■ Excerpted passage ■
'''
Configure rate limiting

Implement rate limiting to protect against abuse and ensure fair resource usage.

# Rate limiting configuration
http_filters:
name: envoy.filters.http.local_ratelimit  typed_config:
    "@type": type.googleapis.com/udpa.type.v1.TypedStruct
    type_url: type.googleapis.com/envoy.extensions.filters.http.local_ratelimit.v3.LocalRateLimit
    value:
      stat_prefix: http_local_rate_limiter
      token_bucket:
        max_tokens: 1000
        tokens_per_fill: 100
        fill_interval: 1s
      filter_enabled:
        runtime_key: local_rate_limit_enabled
        default_value:
          numerator: 100
          denominator: HUNDRED
      filter_enforced:
        runtime_key: local_rate_limit_enforced
        default_value:
          numerator: 100
          denominator: HUNDRED
      response_headers_to_add:
      - append: false
        header:
          key: x-local-rate-limit
          value: 'true'
      local_rate_limit_per_downstream_connection: false
      enable_x_ratelimit_headers: DRAFT_VERSION_03

Monitor Envoy performance

Set up Grafana dashboards

Create comprehensive dashboards for monitoring gRPC performance and circuit breaker status. You can integrate this with existing Grafana dashboard configurations for a complete monitoring solution.

{
  "dashboard": {
    "id": null,
    "title": "Envoy gRPC Load Balancer",
    "tags": ["envoy", "grpc", "load-balancer"],
    "style": "dark",
    "timezone": "browser",
    "panels": [
      {
        "title": "Request Rate",
        "type": "graph",
        "targets": [
          {
            "expr": "rate(envoy_cluster_upstream_rq_total[5m])",
            "legendFormat": "{{cluster_name}}"
          }
        ]
      },
      {
        "title": "Circuit Breaker Status", 
        "type": "stat",
        "targets": [
          {
            "expr": "envoy_cluster_circuit_breakers_default_remaining_cx",
            "legendFormat": "Connections Remaining"
'''
■ Information provided ■
'''
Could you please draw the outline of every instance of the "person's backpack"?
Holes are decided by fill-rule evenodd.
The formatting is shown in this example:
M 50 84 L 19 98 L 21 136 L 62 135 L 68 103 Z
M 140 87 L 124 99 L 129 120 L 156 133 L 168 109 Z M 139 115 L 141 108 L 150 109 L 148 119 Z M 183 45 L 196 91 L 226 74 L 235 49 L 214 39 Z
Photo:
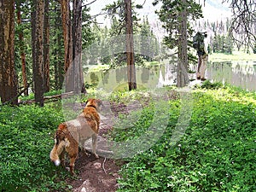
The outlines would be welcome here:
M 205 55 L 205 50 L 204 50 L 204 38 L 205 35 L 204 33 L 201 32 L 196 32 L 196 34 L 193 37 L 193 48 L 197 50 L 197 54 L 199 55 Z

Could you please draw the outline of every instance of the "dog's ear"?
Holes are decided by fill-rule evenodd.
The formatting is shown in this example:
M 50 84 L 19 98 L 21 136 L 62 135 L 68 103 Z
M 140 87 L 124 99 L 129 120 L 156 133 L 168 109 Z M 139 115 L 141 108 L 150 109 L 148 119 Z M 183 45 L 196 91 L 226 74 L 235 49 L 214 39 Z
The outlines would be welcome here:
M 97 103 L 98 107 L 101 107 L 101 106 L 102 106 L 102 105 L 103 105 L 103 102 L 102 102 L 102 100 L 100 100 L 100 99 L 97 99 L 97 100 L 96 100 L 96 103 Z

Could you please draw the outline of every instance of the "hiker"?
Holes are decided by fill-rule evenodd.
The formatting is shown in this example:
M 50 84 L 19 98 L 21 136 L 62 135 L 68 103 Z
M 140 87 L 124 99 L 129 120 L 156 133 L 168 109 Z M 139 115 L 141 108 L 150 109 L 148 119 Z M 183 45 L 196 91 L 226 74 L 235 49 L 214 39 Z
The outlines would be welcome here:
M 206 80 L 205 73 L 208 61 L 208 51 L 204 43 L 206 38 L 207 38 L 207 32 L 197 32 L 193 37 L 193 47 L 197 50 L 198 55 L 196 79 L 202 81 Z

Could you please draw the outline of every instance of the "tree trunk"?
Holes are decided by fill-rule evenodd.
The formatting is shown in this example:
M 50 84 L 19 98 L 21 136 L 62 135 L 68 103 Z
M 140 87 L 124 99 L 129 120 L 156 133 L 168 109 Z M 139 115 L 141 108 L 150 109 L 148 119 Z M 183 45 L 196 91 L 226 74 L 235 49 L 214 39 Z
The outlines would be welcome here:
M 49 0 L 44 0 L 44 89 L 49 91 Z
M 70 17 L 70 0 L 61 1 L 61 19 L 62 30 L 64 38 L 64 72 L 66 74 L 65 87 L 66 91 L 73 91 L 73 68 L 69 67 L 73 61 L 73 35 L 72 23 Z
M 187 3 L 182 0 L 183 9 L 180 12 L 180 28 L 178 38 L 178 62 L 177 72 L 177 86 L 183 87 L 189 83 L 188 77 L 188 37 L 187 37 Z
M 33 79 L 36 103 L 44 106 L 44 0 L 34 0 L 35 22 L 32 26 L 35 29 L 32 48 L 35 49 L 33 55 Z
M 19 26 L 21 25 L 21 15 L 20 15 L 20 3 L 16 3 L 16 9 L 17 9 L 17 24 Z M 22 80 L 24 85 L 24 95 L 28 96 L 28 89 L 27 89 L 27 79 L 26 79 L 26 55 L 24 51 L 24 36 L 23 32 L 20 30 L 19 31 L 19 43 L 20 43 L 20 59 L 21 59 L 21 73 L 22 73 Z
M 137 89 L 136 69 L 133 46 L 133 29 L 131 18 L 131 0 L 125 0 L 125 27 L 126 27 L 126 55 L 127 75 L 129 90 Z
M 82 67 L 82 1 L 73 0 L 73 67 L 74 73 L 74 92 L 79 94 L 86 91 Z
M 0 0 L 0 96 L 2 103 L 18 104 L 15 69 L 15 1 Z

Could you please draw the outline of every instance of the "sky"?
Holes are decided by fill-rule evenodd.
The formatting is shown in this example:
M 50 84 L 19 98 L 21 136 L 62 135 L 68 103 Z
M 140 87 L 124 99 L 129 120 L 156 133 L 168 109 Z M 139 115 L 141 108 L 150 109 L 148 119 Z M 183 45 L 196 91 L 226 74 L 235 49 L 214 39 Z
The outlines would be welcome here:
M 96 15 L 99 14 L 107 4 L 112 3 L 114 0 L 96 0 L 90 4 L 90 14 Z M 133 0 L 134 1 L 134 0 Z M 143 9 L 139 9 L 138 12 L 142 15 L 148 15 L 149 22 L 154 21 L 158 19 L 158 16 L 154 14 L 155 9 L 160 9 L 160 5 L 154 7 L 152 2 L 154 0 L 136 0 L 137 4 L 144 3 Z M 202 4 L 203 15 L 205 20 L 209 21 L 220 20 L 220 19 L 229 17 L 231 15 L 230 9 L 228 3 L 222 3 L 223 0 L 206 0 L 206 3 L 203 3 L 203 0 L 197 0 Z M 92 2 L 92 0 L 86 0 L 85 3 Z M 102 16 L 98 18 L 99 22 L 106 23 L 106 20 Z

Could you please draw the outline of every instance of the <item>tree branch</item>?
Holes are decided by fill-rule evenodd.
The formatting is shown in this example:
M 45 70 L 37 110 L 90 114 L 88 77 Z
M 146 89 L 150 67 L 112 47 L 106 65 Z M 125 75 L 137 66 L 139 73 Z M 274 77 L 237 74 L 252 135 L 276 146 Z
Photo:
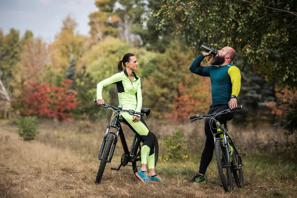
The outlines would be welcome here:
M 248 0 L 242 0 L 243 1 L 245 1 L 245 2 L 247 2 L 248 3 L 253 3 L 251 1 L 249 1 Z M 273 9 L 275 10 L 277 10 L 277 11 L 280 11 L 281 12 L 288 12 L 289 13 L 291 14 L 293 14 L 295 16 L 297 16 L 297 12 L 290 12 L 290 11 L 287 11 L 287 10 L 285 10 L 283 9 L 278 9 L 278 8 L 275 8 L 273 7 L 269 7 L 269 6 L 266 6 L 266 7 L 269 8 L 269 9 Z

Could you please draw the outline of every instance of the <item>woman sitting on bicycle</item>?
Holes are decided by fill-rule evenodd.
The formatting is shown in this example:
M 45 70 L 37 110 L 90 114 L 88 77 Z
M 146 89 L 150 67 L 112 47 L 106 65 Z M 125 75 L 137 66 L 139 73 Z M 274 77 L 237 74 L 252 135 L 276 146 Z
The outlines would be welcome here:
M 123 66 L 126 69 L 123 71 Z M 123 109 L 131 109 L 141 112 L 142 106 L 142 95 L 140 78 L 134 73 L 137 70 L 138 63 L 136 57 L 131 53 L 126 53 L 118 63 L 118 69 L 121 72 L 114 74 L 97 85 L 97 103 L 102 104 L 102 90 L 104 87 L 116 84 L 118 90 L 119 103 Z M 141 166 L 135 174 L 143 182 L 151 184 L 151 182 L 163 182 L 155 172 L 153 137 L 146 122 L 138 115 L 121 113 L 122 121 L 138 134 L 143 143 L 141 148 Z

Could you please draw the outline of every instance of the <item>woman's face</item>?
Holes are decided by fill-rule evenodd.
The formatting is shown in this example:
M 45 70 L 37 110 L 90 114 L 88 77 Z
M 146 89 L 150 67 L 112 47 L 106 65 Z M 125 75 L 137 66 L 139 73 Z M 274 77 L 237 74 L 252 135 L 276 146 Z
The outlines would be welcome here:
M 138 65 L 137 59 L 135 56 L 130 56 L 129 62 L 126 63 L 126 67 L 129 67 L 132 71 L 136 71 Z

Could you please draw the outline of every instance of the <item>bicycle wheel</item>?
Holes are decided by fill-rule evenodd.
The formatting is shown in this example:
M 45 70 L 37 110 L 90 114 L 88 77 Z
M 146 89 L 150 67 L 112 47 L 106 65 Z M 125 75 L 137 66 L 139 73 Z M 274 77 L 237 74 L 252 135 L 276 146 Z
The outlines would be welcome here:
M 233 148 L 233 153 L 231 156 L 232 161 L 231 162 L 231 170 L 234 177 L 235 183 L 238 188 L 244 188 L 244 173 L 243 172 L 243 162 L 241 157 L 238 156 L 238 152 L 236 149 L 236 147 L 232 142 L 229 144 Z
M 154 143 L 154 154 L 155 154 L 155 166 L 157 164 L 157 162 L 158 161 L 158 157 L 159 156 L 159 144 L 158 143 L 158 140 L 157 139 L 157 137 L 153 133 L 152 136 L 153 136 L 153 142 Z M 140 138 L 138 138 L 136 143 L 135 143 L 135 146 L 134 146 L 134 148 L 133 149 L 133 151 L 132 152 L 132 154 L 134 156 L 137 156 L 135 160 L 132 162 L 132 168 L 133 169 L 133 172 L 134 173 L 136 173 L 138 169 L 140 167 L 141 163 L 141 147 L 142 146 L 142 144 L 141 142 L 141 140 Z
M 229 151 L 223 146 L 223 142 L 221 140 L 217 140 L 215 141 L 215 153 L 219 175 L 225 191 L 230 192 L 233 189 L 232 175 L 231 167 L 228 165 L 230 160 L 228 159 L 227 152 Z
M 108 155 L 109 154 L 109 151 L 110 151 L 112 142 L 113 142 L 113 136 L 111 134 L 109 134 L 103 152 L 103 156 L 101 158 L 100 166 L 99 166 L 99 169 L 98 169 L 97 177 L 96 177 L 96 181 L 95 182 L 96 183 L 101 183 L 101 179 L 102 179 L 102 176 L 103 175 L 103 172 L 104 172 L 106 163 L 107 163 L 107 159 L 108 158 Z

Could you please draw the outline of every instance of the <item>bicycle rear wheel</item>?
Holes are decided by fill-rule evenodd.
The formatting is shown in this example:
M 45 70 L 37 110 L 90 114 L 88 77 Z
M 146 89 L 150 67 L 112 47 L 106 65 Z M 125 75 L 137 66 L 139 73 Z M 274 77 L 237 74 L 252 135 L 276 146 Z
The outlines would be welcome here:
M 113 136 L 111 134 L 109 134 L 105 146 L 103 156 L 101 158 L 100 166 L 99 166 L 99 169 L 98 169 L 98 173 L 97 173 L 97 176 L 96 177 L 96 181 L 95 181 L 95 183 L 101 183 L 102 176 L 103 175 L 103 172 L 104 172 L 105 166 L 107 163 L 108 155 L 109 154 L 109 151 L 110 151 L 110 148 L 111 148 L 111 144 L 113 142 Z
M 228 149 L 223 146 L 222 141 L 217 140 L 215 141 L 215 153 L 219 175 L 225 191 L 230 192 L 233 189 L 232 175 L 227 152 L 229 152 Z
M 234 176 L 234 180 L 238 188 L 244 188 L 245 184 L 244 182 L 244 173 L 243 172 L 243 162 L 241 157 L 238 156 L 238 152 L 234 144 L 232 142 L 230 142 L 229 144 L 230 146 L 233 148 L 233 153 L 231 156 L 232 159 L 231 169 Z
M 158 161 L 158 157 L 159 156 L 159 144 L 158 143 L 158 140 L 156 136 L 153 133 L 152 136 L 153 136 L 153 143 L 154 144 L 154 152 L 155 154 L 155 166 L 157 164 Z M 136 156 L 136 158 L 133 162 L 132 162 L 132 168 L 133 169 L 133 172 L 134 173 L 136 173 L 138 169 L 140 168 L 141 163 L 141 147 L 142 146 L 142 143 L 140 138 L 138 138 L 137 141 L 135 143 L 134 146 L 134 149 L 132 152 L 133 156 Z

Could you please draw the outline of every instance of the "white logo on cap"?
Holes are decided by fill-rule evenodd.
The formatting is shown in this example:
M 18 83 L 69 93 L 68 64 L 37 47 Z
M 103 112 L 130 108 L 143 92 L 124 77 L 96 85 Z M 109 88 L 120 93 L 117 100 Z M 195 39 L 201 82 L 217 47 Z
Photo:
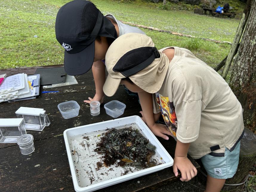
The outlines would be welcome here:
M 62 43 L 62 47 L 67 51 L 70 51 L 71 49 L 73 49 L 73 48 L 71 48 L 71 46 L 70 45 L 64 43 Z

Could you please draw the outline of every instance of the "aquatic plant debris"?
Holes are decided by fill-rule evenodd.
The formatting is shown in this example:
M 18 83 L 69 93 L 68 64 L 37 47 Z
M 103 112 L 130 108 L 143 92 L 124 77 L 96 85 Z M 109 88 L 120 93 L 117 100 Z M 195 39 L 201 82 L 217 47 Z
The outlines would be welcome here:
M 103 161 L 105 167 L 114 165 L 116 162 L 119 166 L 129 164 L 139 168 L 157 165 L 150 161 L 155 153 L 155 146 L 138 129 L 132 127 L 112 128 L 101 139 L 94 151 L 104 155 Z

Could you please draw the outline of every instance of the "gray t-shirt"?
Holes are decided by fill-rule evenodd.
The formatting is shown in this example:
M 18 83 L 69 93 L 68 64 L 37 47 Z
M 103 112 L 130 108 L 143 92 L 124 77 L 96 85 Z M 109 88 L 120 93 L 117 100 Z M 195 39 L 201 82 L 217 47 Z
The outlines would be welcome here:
'''
■ Problems and tasks ■
**A.** Add 58 to each coordinate in the answer outlines, then write out again everything from the start of the records down to the line containing "M 205 55 L 205", requests included. Leave the pictures out.
**B.** Pick up the Envoy rate limiting and monitoring guide right after its last line.

■ Set of answers ■
**A.**
Could you please draw the outline of every instance of the "person's backpack"?
Holes are decided by fill-rule evenodd.
The formatting is shown in this example:
M 50 84 L 19 98 L 21 136 L 62 135 L 68 103 Z
M 140 87 L 124 99 L 129 120 L 156 133 L 168 109 Z M 139 115 L 141 108 L 150 109 L 148 119 Z M 183 45 L 196 91 L 226 74 L 235 49 L 214 39 Z
Photo:
The outlines would be welcome here:
M 263 113 L 263 108 L 262 108 L 262 96 L 263 93 L 262 91 L 259 90 L 254 90 L 254 92 L 251 95 L 251 106 L 255 108 L 255 112 L 257 113 Z

**B.**
          },
          {
            "expr": "envoy_cluster_circuit_breakers_default_remaining_rq",
            "legendFormat": "Requests Remaining"
          }
        ]
      },
      {
        "title": "Health Check Status",
        "type": "stat",
        "targets": [
          {
            "expr": "envoy_cluster_health_check_healthy",
            "legendFormat": "{{cluster_name}} Healthy"
          }
        ]
      },
      {
        "title": "Response Times",
        "type": "graph", 
        "targets": [
          {
            "expr": "histogram_quantile(0.50, rate(envoy_cluster_upstream_rq_time_bucket[5m]))",
            "legendFormat": "p50"
          },
          {
            "expr": "histogram_quantile(0.95, rate(envoy_cluster_upstream_rq_time_bucket[5m]))",
            "legendFormat": "p95"
          }
        ]
      }
    ],
    "time": {
      "from": "now-1h",
      "to": "now"
    },
    "refresh": "5s"
  }
}

Configure Prometheus alerts

Set up alerts for circuit breaker trips and health check failures.

groups:
name: envoy_grpc  rules:
  - alert: EnvoyCircuitBreakerOpen
    expr: envoy_cluster_circuit_breakers_default_remaining_cx < 10
    for: 30s
    labels:
      severity: warning
    annotations:
      summary: "Envoy circuit breaker nearly triggered"
      description: "Circuit breaker for cluster {{ $labels.cluster_name }} has less than 10 connections remaining"

  - alert: EnvoyHealthCheckFailed
    expr: envoy_cluster_health_check_healthy == 0
    for: 60s
    labels:
      severity: critical
    annotations:
      summary: "Envoy health check failure"
      description: "All health checks failed for cluster {{ $labels.cluster_name }}"

  - alert: EnvoyHighErrorRate
    expr: rate(envoy_cluster_upstream_rq_xx{envoy_response_code_class="5"}[5m]) / rate(envoy_cluster_upstream_rq_total[5m]) > 0.1
    for: 2m
    labels:
      severity: warning
    annotations:
      summary: "High error rate in Envoy cluster"
      description: "Error rate is {{ $value | humanizePercentage }} for cluster {{ $labels.cluster_name }}"

  - alert: EnvoyHighLatency
    expr: histogram_quantile(0.95, rate(envoy_cluster_upstream_rq_time_bucket[5m])) > 1000
    for: 5m
    labels:
      severity: warning
    annotations:
      summary: "High latency in Envoy cluster"
      description: "95th percentile latency is {{ $value }}ms for cluster {{ $labels.cluster_name }}"

  - alert: EnvoyUpstreamConnectionFailure
    expr: rate(envoy_cluster_upstream_cx_connect_fail[5m]) > 0.1
    for: 2m
    labels:
      severity: critical
    annotations:
      summary: "Envoy upstream connection failures"
      description: "Connection failure rate is {{ $value | humanize }} per second for cluster {{ $labels.cluster_name }}"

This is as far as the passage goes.